Saved data entries

┄┄┄┄┄┄┄┄┄┄┄┄┄┄┄┄┄┄┄┄

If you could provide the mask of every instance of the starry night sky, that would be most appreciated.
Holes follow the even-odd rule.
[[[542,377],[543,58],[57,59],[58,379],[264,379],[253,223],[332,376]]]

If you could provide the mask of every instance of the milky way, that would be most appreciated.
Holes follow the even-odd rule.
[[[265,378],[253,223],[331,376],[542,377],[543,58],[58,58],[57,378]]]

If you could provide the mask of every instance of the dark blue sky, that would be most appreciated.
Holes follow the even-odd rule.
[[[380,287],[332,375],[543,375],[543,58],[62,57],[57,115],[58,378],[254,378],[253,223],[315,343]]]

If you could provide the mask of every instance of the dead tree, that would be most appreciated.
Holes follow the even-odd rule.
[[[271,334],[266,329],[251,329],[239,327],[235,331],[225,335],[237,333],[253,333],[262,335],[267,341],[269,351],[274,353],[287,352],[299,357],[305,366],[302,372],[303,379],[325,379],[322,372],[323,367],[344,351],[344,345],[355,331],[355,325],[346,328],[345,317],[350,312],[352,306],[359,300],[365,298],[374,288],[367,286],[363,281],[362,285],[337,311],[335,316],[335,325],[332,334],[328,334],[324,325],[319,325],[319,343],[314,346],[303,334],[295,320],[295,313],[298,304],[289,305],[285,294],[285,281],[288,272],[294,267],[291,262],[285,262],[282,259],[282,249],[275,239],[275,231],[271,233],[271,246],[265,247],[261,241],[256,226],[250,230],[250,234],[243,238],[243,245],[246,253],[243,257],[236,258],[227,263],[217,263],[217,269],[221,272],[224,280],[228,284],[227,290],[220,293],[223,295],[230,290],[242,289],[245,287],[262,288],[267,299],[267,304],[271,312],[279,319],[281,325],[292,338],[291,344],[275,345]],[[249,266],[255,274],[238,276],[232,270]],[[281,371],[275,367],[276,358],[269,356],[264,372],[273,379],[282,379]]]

┄┄┄┄┄┄┄┄┄┄┄┄┄┄┄┄┄┄┄┄

WORK TO BE COMPLETED: Looking through the data above, copy out each line in which the string "every" occurs.

ANSWER FOR THE TASK:
If you could provide the mask of every instance of the starry night sky, that would be most appreciated.
If you could provide the mask of every instance of the milky way, that would be most appreciated.
If you could provide the mask of every instance of the dark blue sky, that would be most appreciated.
If you could provide the mask of every instance of the dead tree, that would be most appreciated.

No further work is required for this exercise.